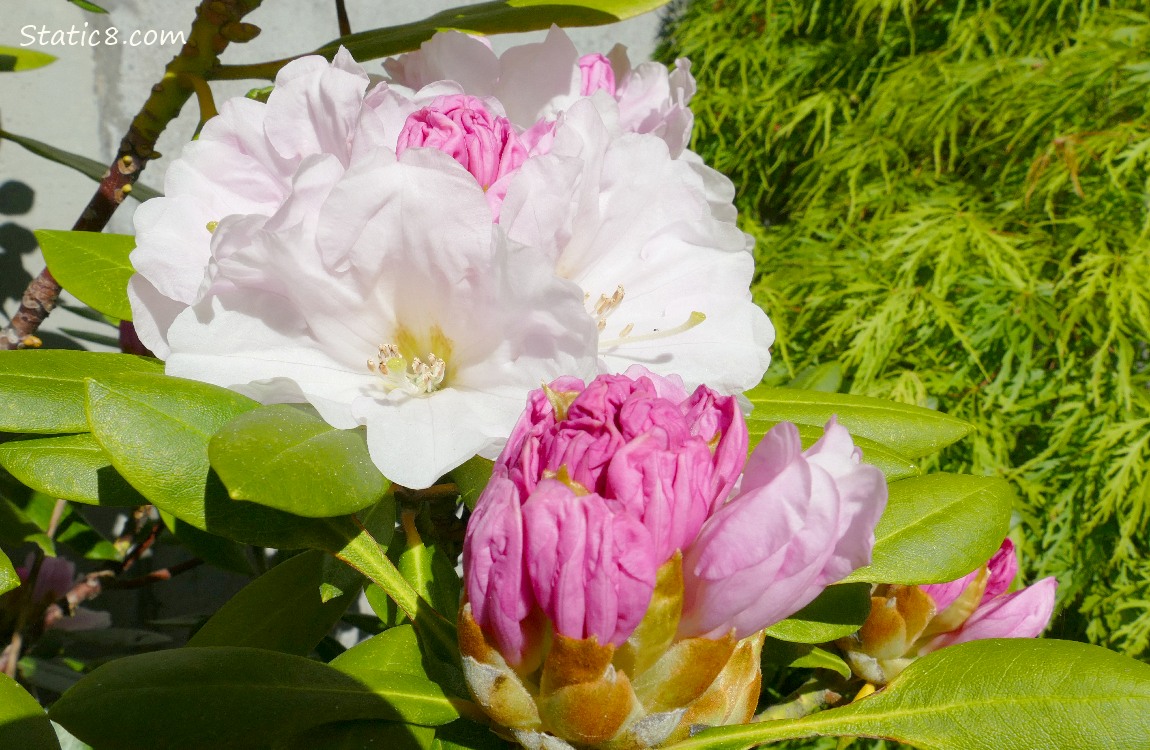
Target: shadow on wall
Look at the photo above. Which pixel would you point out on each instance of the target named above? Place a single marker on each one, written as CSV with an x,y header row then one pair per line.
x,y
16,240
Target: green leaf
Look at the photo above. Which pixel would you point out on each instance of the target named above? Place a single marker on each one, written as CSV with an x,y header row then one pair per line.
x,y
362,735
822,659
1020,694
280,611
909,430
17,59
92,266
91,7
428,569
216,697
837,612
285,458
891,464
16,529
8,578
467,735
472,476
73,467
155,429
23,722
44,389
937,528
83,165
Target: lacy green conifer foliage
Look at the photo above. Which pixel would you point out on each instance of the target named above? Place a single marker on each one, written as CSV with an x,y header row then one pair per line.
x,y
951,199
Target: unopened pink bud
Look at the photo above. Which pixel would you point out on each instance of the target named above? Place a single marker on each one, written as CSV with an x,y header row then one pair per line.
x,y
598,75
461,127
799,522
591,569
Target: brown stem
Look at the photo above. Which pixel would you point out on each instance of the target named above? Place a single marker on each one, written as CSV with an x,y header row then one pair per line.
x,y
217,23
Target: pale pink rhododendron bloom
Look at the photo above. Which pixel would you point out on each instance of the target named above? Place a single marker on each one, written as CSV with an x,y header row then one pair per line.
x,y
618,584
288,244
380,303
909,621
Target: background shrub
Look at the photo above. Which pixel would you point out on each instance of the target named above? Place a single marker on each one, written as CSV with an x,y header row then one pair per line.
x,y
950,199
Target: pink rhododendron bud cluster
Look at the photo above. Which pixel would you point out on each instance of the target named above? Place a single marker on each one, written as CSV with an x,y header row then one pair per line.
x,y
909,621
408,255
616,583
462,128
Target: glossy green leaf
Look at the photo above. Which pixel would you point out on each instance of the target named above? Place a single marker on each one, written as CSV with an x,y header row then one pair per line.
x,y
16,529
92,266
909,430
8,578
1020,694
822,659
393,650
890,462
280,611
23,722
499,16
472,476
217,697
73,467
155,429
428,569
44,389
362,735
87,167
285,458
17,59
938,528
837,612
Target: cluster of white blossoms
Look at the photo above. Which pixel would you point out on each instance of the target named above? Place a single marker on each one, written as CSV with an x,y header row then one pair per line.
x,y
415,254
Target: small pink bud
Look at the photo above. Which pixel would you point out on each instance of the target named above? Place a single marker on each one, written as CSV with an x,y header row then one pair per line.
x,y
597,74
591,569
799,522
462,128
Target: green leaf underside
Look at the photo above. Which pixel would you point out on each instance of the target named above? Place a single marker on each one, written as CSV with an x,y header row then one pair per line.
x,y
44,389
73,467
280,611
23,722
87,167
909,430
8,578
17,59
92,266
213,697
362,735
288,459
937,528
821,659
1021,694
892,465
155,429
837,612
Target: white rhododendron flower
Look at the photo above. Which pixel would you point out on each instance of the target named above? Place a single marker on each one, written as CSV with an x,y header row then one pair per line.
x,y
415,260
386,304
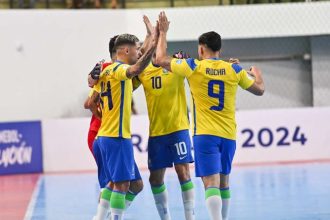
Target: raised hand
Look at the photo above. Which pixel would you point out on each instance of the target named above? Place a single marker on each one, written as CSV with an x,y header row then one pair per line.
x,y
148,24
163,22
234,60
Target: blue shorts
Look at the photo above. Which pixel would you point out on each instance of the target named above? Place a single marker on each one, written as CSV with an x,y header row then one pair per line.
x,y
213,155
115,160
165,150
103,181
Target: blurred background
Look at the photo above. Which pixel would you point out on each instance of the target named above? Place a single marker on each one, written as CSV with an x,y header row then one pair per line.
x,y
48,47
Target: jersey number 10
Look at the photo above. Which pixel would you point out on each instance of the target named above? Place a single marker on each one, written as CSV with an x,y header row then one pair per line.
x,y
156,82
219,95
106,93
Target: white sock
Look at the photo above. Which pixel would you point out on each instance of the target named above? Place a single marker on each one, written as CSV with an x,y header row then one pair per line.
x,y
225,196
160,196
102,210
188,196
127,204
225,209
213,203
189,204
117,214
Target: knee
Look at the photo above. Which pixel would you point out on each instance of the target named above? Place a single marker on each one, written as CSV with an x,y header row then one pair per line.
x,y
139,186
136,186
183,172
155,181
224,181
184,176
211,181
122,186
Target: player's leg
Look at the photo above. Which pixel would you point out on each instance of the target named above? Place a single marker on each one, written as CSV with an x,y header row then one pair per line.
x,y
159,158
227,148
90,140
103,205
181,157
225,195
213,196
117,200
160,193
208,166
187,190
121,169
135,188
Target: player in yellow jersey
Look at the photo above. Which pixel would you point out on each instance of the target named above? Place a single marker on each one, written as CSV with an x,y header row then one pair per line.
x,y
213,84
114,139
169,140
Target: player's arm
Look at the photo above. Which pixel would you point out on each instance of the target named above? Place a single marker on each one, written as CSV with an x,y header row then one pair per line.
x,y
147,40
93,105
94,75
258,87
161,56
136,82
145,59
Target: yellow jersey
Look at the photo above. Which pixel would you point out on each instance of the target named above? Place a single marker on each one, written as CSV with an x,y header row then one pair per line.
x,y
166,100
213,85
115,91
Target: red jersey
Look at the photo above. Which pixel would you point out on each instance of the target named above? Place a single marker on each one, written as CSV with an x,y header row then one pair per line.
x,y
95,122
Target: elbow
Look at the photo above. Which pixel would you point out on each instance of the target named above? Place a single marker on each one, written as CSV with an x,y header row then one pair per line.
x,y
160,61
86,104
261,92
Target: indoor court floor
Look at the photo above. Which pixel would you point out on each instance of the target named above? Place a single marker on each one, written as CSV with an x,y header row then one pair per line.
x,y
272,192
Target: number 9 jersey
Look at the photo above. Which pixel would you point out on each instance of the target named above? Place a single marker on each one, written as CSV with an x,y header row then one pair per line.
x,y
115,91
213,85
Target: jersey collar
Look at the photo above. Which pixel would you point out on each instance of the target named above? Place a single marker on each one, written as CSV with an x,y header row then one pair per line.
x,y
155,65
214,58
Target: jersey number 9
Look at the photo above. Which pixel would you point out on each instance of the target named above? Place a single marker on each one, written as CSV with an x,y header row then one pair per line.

## DIRECTIONS
Transcribe the material exactly, leaving every picture out.

## SOLVED EXERCISE
Target: shadow on wall
Look at the photo above. Which pixel would you point out on each instance of the target named above? Place a single marker on each one, written as CSV with an x,y header row then one pair per line.
x,y
16,240
Target: green leaf
Look at the photo above. Which pixel would you point out on each instance of the target named above? Place a single marker on each one, written as CSV with an x,y header row then one pair per line.
x,y
362,735
822,659
1020,694
280,611
909,430
17,59
92,266
91,7
428,569
216,697
837,612
285,458
891,464
16,529
8,578
467,735
472,476
73,467
155,429
23,722
44,389
937,528
83,165
Target: lacy green conifer foliage
Look at the photo above. Which pixel would you point out on each instance of the target named above? Place a single marker on each one, written as CSV with an x,y header row then one pair per line.
x,y
951,199
Target: unopened pink bud
Look at the photo above. Which pixel would you point out on each instance of the target named above? Place a single marker on each one, written as CSV with an x,y header row then one pair per line.
x,y
598,75
461,127
799,522
591,569
Target: brown stem
Look at the photo above. Which pixel would you point out on each instance of the target named above? Place a single marker on each one, written as CSV with an x,y header row then one pair per line.
x,y
217,23
Target: pale pink rhododendron bloom
Look at the photo above. Which pixel would you point out on each instance of the target named above? Place a single marker on each one, written as CSV with an x,y header row then one pair per line.
x,y
618,584
288,244
380,303
909,621
Target: background shrub
Look at the photo above. Which pixel would you point out on each instance of the target named above? Place a single marker on each one, written as CSV with an x,y header row then one pair per line.
x,y
950,199
Target: pink rhododendron bud cluster
Look at the photo above. Which pixel would you point out on each instance of the target named above? Place a single marker on each one, written as CSV with an x,y header row then one pair per line.
x,y
909,621
408,255
616,583
462,128
Target: glossy green leaf
Look at the photo above. Which pixel would you point out on each instance of the target named above? Place a single marker on each one, written as CSV with an x,y header row then one pair per line.
x,y
16,529
92,266
909,430
8,578
1020,694
822,659
393,650
890,462
280,611
23,722
499,16
472,476
217,697
73,467
155,429
428,569
44,389
362,735
87,167
285,458
17,59
938,528
837,612
Target: cluster of white blossoms
Look at the photo above. Which pixel would you point out on each instance of the target named above? Place a single marker on each one, written as CSV with an x,y header row then one pair per line.
x,y
415,254
Target: small pink bud
Look at the photo above. Which pixel would you point out on each instance of the target named above? Place a single marker on each one, written as CSV with an x,y header row then one pair per line.
x,y
597,74
591,569
799,522
462,128
Target: green leaf underside
Look at the photo above. Which pixel would you point out on each instance of the target named above? Place a single marker on each one, written as CSV with an x,y header row then one pair per line.
x,y
44,389
73,467
280,611
23,722
87,167
909,430
8,578
17,59
92,266
213,697
362,735
288,459
937,528
821,659
1021,694
892,465
155,429
837,612
Target: white rhododendron flower
Look at the photo above. Which pixel would you point out on each instance of the target named above? Place a single marker on each one, written as CSV with an x,y header row then one pair per line.
x,y
415,260
386,304
Target: raised hand
Look at the photo above. Which pixel would you point out on each instance of the target named above? Place a single marker on each one, written as CSV with an x,y header row then one pair per line.
x,y
148,24
163,22
234,60
Target: blue shorts
Look at the photo above. Which pixel would you point out on each instance of the target named above? Place a single marker on each one, written as CSV with an x,y header row then one pair per line.
x,y
213,155
115,160
165,150
103,181
Target: blurred background
Look at the photo above. Which pixel would you point out on each instance of the target named above? Place a single marker on each one, written as CSV with an x,y header row then one pair per line.
x,y
48,47
Target: jersey number 10
Look at the photo above. Which pixel would you point out on each instance of the target named above? Place a single marker on each one, written as CSV with an x,y header row then one pair per line.
x,y
156,82
219,95
106,93
Target: white sock
Look at the photo above. Which pixel would you point out on each instance of the target named above? Place a single marker on each one, written as CSV with an x,y header row then one pair per line.
x,y
225,196
160,196
102,210
188,196
127,204
225,209
213,203
189,204
117,214
Target: knee
Look at the photo above. Which pixel would you point out on each instance of the target named above? Place a single marker on each one, written as CSV with an x,y header row then one pair per line.
x,y
139,186
136,186
183,172
155,181
224,181
184,176
211,181
122,186
Target: player's leg
Look at the photo above. Which pixel would you point out on each instance of the target named above? Place a single marker on each one, written as CSV with an x,y header row then one pair per line.
x,y
159,158
227,148
90,140
103,205
181,157
225,195
213,196
117,200
160,193
208,166
187,190
121,169
135,188
Target: player in yellow jersey
Look at the photo above. Which pixel would you point out on each instance of the target named above? Place a single marker on each one, written as CSV with an x,y header row then one pair per line.
x,y
213,84
114,139
169,140
Target: player's arm
Look at the photo above. Which pixel would you point out on each instance of the target named above? Place a single marker on each one, written as CSV with an x,y header row then one pair per line.
x,y
147,40
93,105
94,75
258,87
161,56
136,82
145,59
Target: yellow jersey
Look at the photo above. Which pixel would you point out on each instance of the target named above? Place a single marker on each one, written as CSV with an x,y header row then one pair per line.
x,y
166,100
213,85
115,91
Target: red jersey
Look at the photo above. Which pixel would you point out on each instance of the target named above? Place a single marker on each one, written as CSV with an x,y header row then one pair per line.
x,y
95,122
Target: elbow
Look at the photo above. Which pixel would you point out on each instance of the target named above? Place a single marker on each one, written as CSV with an x,y header row then one pair per line.
x,y
160,61
86,104
261,92
Target: indoor court floor
Look at the photo above. Which pixel would you point out on each instance of the target named above? Place a single marker on each one, written as CSV with an x,y header row then one pair per line.
x,y
272,192
Target: number 9 jersey
Look at the photo above. Which pixel would you point out on each instance of the target named above? Place a single marker on each one, written as CSV with an x,y header row then one pair per line.
x,y
115,91
213,85
Target: jersey collar
Look at the photo above. Which pixel would you point out on each instance of the target named above? Place a single marker on each one, written as CSV with an x,y header row then one pair per line.
x,y
155,65
214,58
Target: jersey number 9
Look at the photo above. Which pixel would you point out on each instance of the target named above? Place a single marker on each one, written as CSV with an x,y header row then one pair per line.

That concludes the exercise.